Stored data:

○ ○ ○ ○ ○ ○ ○

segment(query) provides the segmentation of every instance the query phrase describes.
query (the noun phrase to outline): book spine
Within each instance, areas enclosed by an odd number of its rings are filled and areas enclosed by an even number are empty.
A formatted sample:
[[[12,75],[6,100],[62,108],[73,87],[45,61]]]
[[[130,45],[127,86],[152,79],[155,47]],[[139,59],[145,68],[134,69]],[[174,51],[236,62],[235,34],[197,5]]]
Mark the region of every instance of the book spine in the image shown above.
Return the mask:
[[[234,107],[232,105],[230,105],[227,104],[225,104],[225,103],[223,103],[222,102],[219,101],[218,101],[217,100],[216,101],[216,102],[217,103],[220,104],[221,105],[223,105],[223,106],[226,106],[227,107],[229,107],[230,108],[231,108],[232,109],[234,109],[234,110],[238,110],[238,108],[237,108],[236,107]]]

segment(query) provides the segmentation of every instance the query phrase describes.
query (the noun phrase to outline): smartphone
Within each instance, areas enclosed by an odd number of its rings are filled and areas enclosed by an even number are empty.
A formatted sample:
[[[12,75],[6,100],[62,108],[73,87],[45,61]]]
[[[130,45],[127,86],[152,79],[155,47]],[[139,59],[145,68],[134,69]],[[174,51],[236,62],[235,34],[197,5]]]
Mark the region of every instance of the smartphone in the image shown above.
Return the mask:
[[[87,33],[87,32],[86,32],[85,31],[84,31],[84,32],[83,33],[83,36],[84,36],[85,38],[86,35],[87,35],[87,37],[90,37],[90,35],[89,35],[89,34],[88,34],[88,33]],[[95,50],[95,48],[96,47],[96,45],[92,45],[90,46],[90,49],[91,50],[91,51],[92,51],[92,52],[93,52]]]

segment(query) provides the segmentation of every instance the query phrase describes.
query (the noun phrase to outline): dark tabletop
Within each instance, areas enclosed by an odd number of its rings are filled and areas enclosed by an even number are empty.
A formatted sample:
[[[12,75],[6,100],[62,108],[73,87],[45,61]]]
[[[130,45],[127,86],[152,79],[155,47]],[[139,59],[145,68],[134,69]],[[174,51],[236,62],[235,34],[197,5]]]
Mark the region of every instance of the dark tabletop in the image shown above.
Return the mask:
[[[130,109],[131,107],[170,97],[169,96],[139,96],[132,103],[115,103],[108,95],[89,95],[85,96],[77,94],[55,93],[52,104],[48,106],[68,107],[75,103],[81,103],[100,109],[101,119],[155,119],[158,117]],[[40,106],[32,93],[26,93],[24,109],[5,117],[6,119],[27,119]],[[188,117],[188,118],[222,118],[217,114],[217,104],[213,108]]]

○ ○ ○ ○ ○ ○ ○

THE EXERCISE
Please identify each line in the rows above that contains the string "spine" and copy it out. Case counts, so uppercase and lowercase letters are treated as different.

THE OUTPUT
query (the noun phrase to outline): book spine
Mark the region of every instance of the book spine in the image shown above.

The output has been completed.